PROVIDED RECORDS:
==*==

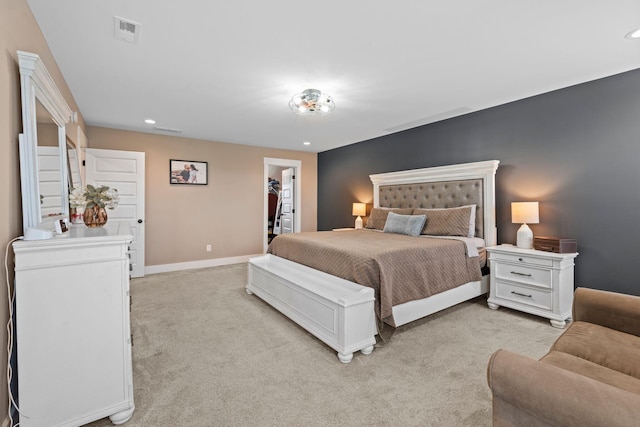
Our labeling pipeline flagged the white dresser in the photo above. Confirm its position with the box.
[487,245,578,328]
[13,222,135,427]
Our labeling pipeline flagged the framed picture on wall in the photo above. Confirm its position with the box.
[169,159,209,185]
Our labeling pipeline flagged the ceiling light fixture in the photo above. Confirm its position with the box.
[624,28,640,40]
[289,89,336,116]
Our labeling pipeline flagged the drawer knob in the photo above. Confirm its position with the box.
[511,271,531,277]
[511,291,533,298]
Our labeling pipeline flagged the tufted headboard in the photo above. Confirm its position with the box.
[369,160,500,246]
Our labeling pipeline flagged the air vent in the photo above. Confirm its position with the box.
[113,16,140,44]
[153,126,182,133]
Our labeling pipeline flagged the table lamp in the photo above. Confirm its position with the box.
[511,202,540,249]
[352,203,367,230]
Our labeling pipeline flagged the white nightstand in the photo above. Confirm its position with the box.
[487,245,578,328]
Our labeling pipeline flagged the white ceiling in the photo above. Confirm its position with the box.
[27,0,640,152]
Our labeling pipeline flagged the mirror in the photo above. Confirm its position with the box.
[18,51,71,237]
[67,137,82,189]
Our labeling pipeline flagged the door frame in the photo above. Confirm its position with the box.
[262,157,302,252]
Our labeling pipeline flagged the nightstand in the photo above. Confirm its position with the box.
[487,245,578,328]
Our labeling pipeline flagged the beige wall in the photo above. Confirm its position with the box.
[0,0,85,422]
[87,126,317,266]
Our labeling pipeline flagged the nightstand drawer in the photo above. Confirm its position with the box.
[492,262,551,289]
[491,252,553,267]
[496,282,553,310]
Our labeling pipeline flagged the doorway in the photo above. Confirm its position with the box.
[262,157,302,252]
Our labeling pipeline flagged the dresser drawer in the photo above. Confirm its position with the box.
[491,252,553,267]
[492,262,552,289]
[496,281,553,310]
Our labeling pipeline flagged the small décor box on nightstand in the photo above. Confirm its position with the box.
[487,245,578,328]
[533,236,578,254]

==*==

WHAT IS NEEDED:
Set out exactly the run of lines that begins at the line holding "Our labeling pipeline flagged the table" and ends at the last line of the data.

REPLY TO THE TASK:
Our labeling pipeline flagged the table lamp in the photo above. Confirm its position with the box.
[511,202,540,249]
[352,203,367,230]
Our labeling pipeline flagged the white nightstand in the photo above. Confirm its position with the box.
[487,245,578,328]
Our labeling pipeline flagged the white ceiling in the photo above. Confirm its position with the box.
[27,0,640,152]
Our labeling pipeline flagged the mirror in the photo above. Confirm its position with the box.
[18,51,71,237]
[67,137,82,189]
Our labeling pipeline flagged the door frame in the photo above. Confirm its position with the box.
[262,157,302,252]
Our labeling pipeline flagged the nightstand in the photo above. Confirm its position with the box.
[487,245,578,328]
Our labeling pipeline flagged the beige wall in the photo above. Confirm its position with the box.
[0,0,85,422]
[87,126,317,266]
Our labeling pipeline flagged the nightstand drawer in the photo above. Confirm its position with the box.
[492,262,551,289]
[491,252,553,267]
[496,282,553,310]
Our labeling pipeline flagged the doorway in the photo above. Confirm its position with the box.
[262,157,302,252]
Our labeling pipeline flagged the dresser drawer in the photo above. Confirm its position with the box.
[491,252,553,267]
[492,262,552,289]
[496,281,553,310]
Our labeling pipeline flagged the small décor box on nightstand in the photo above. Confirm its position with the box.
[487,245,578,328]
[533,236,578,254]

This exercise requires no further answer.